Insiders may also be privy to unique features, or gimmicks, the console will have, as some 3rd party games will probably use them. They should also be able to know which will be the handheld mode target res... Well, all I said is only if they can confirm it. The only 2 insiders I am aware of are Nate and Emily, Nate definitely knows some stuff about the hardware, seems he has new info but hasn't been able to verify it yet, thus is unwilling to share it until it gets verified. Emily stopped concerning herself with hardware for a while and just knows about games, so she can't really help us with this. As for any other insider... their sources were either ninja'd by Nintendo or the Nintendo community harrassed them away for getting some stuff wrong in the past so they are gone forever.

We have Nvidia insiders at least... but they don't seem too interested in Drake.

I'd suggest we assumed that Drake is made using Samsung 8LPP's node because that's what Orin is built on.

I'd also suggest readers check this old post from @Thraktor :

https://www.resetera.com/threads/fu...playing-with-super-power.383900/post-63123399
I think everyone was fine with this until the data breach earlier this year that showed Drake's massive size for an 8nm chip, that's what caused more speculation for it being in a smaller, more power efficient node, even Thraktor himself said it's very likely it could be in a smaller node due to that last page.
I'm pretty much 50-50 on whether it's Samsung 8nm or TSMC 4N at this point (with maybe a small chance of TSMC N6 thrown in for fun). What tips it for me, knowing what we know about the performance of 8nm and 4N, is that they chose a 12 SM GPU. A 12 SM GPU on 8nm is large and power hungry for a Switch form-factor device. Conversely, a 12 SM GPU on TSMC 4N is, if anything, a rather conservative size, and would easily fit within the power budget of a device like the Switch. Consider the two possibilities:

Universe 1:
Nintendo go to Nvidia in late 2019/early 2020 and say "We need a new SoC for our next Switch model, releasing in 2023". For reasons of cost/availability/R&D/whatever, they settle on using an 8nm process. Samsung's 10nm family had been in production for over 2 years at this stage, and Nvidia's 8nm Ampere was nearing completion (engineering samples were probably a few months away). Nvidia would have had a very, very good idea of what the power consumption of an 8nm SoC would look like, and they tell Nintendo how much power they expect to be consumed for various sizes of GPUs at different clock speed.

Nintendo respond by choosing the balls-to-the-wall largest GPU option on the list and shouting "to hell with power consumption!"


Universe 2:
Nintendo go to Nvidia in late 2019/early 2020 and say "We need a new SoC for our next Switch model, releasing in 2023". Nvidia say "Hey, everything else we're planning on releasing around that time will be on TSMC's 5nm process, let's use that." The first TSMC 5nm chips didn't get to consumers until late 2020, but Nvidia still would have been able to make reasonable estimates of the performance and power consumption of the process at this stage, and they tell Nintendo how much power they expect to be consumed for various sizes of GPUs at different clock speed.
═══
• [EXERCISE DESCRIPTION]: Carry on the forum discussion above about the manufacturing process behind Nvidia's Drake chip, starting right after its final sentence.
═══
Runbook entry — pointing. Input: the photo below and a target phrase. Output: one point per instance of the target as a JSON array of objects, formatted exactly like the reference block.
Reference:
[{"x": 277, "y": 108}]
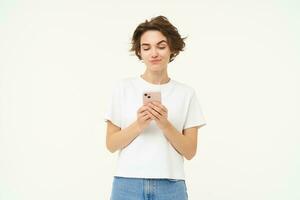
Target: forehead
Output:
[{"x": 152, "y": 37}]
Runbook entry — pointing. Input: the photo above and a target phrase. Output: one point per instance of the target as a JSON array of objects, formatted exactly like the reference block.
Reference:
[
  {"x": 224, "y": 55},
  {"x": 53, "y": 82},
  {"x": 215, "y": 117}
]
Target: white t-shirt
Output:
[{"x": 150, "y": 155}]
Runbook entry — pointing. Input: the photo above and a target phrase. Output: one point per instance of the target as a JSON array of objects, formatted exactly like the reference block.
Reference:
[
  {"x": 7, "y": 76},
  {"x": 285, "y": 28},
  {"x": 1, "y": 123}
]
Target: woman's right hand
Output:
[{"x": 143, "y": 118}]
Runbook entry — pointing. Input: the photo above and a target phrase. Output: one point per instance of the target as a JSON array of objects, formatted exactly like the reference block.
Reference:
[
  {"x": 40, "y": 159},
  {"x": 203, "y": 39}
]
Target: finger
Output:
═══
• [ANSWER TO THIS EXERCISE]:
Nintendo chooses a GPU which easily fits within their power budget and results in a small, cost-efficient and power-efficient SoC.


We're likely in one of those two universes, and I find it hard to believe we're in the universe where Nintendo is so cavalier about power consumption.

Looking at Orin's various configurations, the lowest clock Nvidia uses is 420MHz, and it seems likely that this is the "sweet spot" for power efficiency, ie reducing clocks below this point would reduce performance more than they reduce power draw. Hence why at lower power modes, Nvidia disable SMs rather than clock below 420MHz, as it's the more power-efficient option. According to their Orin power calculator, a 12 SM GPU on 8nm at 420MHZ would consume about 5.7W. That's almost twice the estimated power consumption of the GPU in the original Switch. I can't imagine that Nvidia would have under-estimated the power consumption of 8nm by a factor of 2 with all the information that was available to them, and furthermore that this under-estimate would have continued past the release of Ampere, past the manufacturing of Orin, all the way to actually manufacturing Drake. I also can't imagine that Nvidia and Nintendo would intentionally design a chip to be run at below the power efficiency "sweet spot" clock, as it would be a spectacular waste of power and silicon.

Of course, Orin is on 8nm, and there's clearly a relationship between Orin and Drake, which is certainly evidence towards 8nm. There's also the possibility that I'm making an incorrect assumption somewhere. The main one I can think of would be the form-factor of the device, as I'm assuming something basically the same as the current Switch, but if we were looking at a larger Steam Deck sized device, or a TV-only model, or something that none of us have guessed yet, then power consumption could be wildly different. They could also (and I'd like to emphasise that this is a hypothetical) disable some SMs in portable mode, which, given what we know about Orin power consumption, would actually give better performance at ~3W than trying to clock 12 SMs down to oblivion.



TSMC's 5nm family (which includes N5, N5P, N4 and the confusingly named Nvidia-specific 4N) are all variants of the same process made on the same manufacturing lines, and from the most recent public details I can find on it, was planned to pretty much match their 7nm capacity in terms of wafers by 2023. If you compare density-adjusted capacity (ie accounting for the fact that you can fit far more chips on a 5nm wafer than 7nm), then TSMC's 5nm process is already almost certainly the highest capacity process in the world, probably by a very large margin by the time the new Switch model comes out.

To look at it another way, around the same time Nvidia was starting work on Drake, they also were deciding to use TSMC's 5nm processes for Hopper, Ada and Grace, ranging from huge reticle-limit chips down to their entry-level consumer Ada GPUs, to launch around the same time or before the new Switch model. Compared to the previous generation, where they split HPC and gaming GPUs across different processes at different foundries, this time they were confident enough about supply that they set out to launch HPC GPUs, consumer GPUs and a new CPU line all on the same process within a year of each other. They then paid large sums to TSMC to guarantee capacity on the process. I find it hard to believe that they were confident enough to migrate their entire core business lines over to 5nm, but wouldn't have been similarly confident about securing the relatively small number of wafers required for Drake.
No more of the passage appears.